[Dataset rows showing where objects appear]
======

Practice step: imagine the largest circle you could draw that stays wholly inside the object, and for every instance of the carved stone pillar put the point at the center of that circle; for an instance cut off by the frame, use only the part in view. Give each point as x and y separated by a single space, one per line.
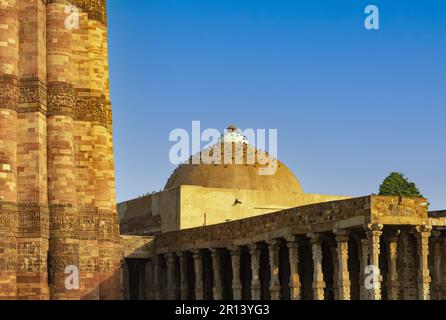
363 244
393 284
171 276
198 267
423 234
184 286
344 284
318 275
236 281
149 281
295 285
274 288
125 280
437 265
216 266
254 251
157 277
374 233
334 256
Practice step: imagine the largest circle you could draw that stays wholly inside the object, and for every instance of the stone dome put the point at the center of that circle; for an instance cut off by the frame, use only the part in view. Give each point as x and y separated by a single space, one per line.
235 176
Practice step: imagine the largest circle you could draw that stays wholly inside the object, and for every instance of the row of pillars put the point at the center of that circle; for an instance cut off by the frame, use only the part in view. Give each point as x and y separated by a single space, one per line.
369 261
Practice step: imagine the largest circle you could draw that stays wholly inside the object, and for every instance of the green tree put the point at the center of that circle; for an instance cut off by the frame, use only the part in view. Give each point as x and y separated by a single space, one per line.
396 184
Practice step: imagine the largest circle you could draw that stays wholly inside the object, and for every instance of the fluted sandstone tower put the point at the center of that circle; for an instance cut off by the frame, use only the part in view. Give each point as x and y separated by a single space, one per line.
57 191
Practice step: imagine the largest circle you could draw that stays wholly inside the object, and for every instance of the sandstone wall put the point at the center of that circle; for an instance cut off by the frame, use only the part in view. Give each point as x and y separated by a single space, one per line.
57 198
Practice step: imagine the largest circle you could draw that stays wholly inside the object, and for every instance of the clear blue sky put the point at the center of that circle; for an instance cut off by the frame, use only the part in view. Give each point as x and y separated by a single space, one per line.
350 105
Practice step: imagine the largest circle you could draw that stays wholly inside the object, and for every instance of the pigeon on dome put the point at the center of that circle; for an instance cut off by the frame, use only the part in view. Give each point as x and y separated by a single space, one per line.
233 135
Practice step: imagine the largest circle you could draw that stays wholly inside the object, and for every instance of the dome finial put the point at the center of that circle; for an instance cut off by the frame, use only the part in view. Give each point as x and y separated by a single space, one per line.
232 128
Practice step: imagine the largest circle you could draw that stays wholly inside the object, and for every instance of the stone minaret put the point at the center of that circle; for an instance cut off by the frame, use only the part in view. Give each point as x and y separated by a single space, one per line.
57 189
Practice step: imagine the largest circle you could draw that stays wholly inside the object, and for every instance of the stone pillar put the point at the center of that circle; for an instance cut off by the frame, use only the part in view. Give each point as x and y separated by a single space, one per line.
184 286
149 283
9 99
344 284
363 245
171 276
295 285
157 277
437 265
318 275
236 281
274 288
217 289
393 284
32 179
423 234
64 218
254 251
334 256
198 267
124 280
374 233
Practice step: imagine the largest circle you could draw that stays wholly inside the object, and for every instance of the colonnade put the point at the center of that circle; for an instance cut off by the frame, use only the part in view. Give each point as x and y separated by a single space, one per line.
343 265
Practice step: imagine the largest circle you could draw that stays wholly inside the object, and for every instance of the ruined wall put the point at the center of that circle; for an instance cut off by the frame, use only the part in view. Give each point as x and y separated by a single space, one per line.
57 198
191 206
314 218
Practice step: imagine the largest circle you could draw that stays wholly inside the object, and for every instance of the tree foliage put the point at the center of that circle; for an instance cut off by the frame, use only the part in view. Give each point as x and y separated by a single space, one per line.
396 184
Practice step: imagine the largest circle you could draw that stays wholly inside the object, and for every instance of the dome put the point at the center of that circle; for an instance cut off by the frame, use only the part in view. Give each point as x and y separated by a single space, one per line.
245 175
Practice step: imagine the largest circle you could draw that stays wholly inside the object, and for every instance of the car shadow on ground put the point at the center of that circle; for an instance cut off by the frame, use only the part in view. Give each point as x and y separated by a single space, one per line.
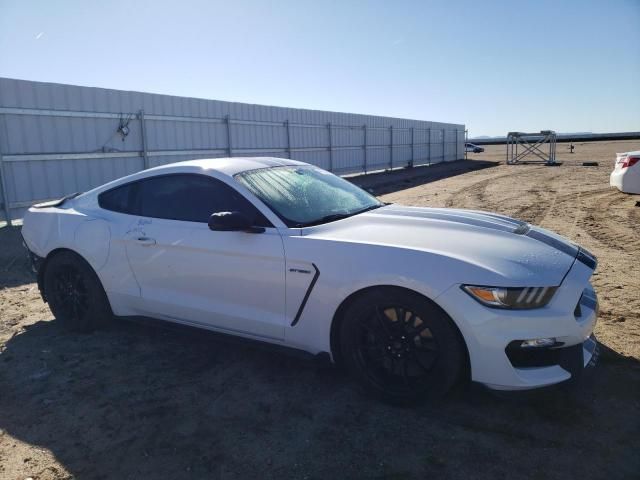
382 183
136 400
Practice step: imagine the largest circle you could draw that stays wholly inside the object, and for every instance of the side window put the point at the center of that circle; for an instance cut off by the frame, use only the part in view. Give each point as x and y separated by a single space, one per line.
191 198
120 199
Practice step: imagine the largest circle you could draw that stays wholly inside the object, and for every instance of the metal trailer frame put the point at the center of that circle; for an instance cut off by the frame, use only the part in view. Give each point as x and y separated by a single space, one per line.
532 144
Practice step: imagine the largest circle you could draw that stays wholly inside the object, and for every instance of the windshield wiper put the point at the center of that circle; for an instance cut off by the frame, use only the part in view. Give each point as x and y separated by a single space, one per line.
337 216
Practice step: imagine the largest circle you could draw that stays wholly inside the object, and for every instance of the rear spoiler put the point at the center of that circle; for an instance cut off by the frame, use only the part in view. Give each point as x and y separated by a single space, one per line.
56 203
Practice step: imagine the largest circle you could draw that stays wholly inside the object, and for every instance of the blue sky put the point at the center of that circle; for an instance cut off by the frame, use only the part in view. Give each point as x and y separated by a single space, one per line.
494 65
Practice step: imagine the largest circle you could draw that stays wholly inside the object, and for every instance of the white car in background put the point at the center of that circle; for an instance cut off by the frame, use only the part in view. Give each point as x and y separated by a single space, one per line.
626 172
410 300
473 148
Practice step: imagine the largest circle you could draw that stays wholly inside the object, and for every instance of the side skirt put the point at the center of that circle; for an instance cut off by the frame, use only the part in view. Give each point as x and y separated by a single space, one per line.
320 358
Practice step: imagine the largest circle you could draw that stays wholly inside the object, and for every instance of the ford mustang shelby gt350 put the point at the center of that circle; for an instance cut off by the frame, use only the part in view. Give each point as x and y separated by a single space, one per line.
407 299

======

Write out every line of the records above word for word, leaving out the pictures.

Practice step: imagine the largest circle you could draw that stays wholly inside the object, and for every instance of the carved stone pillar put the point at the center of that circle; for an instance cut off by the frame, use only the part in view. Give each point as x and y separated by a single space, one per line.
363 244
393 284
171 276
198 267
423 234
184 286
344 284
318 275
236 281
149 281
295 285
274 288
125 280
437 265
216 266
254 251
157 277
374 233
334 256
Practice step: imagine the largest circle you could draw that stays wholly inside the object, and for every instance of the stone dome put the point at the center of that circle; for an instance cut off by the frame, use only the part in view. Give each point as x and y separated by a single space, one per line.
235 176
Practice step: imagine the largest circle you could draw that stays wholly inside the object, and for every instance of the row of pillars put the point at the center of that circle; for an instance cut off by the frame, use only the part in view. Give each point as x and y separated by a single space, one per line.
369 261
Practice step: imagine the largest circle you could draw that stays wholly inside the object, and for every instance of the green tree put the point at the center of that circle; for an instance cut off by the frame, use only the part in view. Give each point as x and y separated by a single space, one per line.
396 184
Practice step: imagine the largest circle you could draw that stays wholly inside the object, and for every instance of the fluted sandstone tower put the point at the center of that circle; for an instance cut off by the frame, use only the part in view. Give each point as x and y separated by a single space, one per line.
57 191
Practice step: imagine the largest circle you could draw that stays wholly inside the object, and for every instance of the sandstone wall put the point at the center of that circle; for an instance cut off by the frame, use only the part in view. Give each point as x and y separated by a single space, one per line.
57 198
Practice step: imagine the largest circle you could draw that stays wholly inside the object, and for every instance of the clear blue sky put the point at the center of that circle; for an instance cut off by the frame, use only the part in view. Give each point as x and y separated by a single space, one per line.
350 105
Practice step: imagine the largest circle you could draw that stays wholly inside the object, and for every instance of the pigeon on dome put the point at the center of that circle; for an instance cut off by the frame, use only the part in view. Give each point as x and y separated by a single space, one per line.
233 135
Practice step: imagine the largest circle you could draw that stays wholly inside the object, and for every instance of the dome finial put the point at the center of that circle; for an instance cut off by the frame, use only the part in view. Give each point as x and y separated by a single space, one per line.
232 128
Practice step: imagine the largest circle you could draw that stays wholly inside the object, and for every instance of the stone minaret put the point at the center of that circle; for an instance cut off by the frame, use only the part in view. Give each point as x and y separated by a single space, one per line.
57 189
Practice step: imagine the largest circle you could draw that stays wholly inside the object, and for every instance of the stone pillar put the point at the center of that circle; for an instance cut off by the frame, use only the part in view. Give each point as x and y separated by a single space, one per line.
184 286
149 283
9 99
344 284
363 245
171 276
295 285
157 277
437 265
318 275
236 281
274 288
217 289
393 284
32 179
423 234
64 218
254 251
334 256
198 267
124 280
374 233
Practice step: imagine the largest circle you could draw that stays wholly inside the object, and for every instance of the colonnade put the point at the center of that circle; for an instance cut off by the frame, use only the part in view. Give each point as x and y separated by a single space, one per line.
343 265
Practice step: imagine the largest circle you could draw that stays wholly inside the object, and for every instance of the ruined wall put the point at the center of that circle; for an instance cut off by the frame, use only the part in view. Give each point as x and y separated by a single space, one per line.
57 198
191 206
314 218
Practice step: imagine the largest circle you could draw that stays wholly inside the object, and for every instance of the tree foliage put the point at the center of that circle; for an instance cut off by the frame, use only the part in view. Give each point as x and y separated by a single space, one per line.
396 184
Practice step: imagine the largest circle you could draw that stays wholly inside the object, and for every instance of the dome put the point at the center of that circle; for an instance cut off by the frame, use only the part in view. Give each point as x and y separated by a single space, one per line.
245 175
Practice step: imagine the largest circle you could draw that stays wholly inside the object, and for every instance of the car shadow on ground put the point at the center of that circle; for an instance cut off by the frame, use only the part in view. Give each point as x and y separated by a single space, one per line.
382 183
136 400
Practice step: imagine the largest circle you could draw that stays wholly inside the object, and for every instance of the side window put the point at the center of that circle; for an instance cut off by the frame, use only the part in view. Give each point as x and y separated by a single space, one per line.
191 198
120 199
Practice step: imagine the largest circle you could draw that stays wholly inside the object, and for every instance of the metal trailer frame put the point at the center of that circle; for an instance cut off by the frame, use only the part in view. Give each point as x and y separated by a single space, one per line.
532 144
Practice step: imagine the largest circle you could draw that stays wholly inside the object, and for every instance of the windshield wiper put the point at the center of that circle; for an instance cut off by the frame, use only the part in view. Give each point as x and y separated by a single space, one per line.
337 216
Practice step: imagine the largest circle you could draw that stays wholly inside the object, and for every instance of the rear spoiler put the point at the center of that circle; for an instance cut off by the frame, use only the part in view. Give each point as x and y separated by a single space, one per line.
56 203
Practice step: imagine the largest circle you could draw that stays wholly inside the object, and for every instance of the blue sky put the point at the center of that circle; for an instance cut off by the frame, use only the part in view. Give each point as x and y separated by a single space, one per line.
494 65
Practice step: imagine the largest circle you could draw that stays wholly inside the object, and for every instance of the white car in background put the point at the center of that circle; for an instance cut off by the frame, use only the part in view. Give each point as x and y separated by a single space, one per line.
626 172
410 300
473 148
Practice step: imagine the largest circle you could draw that stays wholly inside the object, and for every instance of the side skirt put the point at the center of that circle; for an instance cut off by the frame, use only the part in view. Give each point as x and y separated by a single space, one per line.
320 358
Practice step: imagine the largest circle you could draw that stays wholly inside the object, and for every instance of the ford mustang shelby gt350 put the point at the center of that circle; for an instance cut off by the frame, use only the part in view. Give each point as x and y separated by a single space, one per line.
407 299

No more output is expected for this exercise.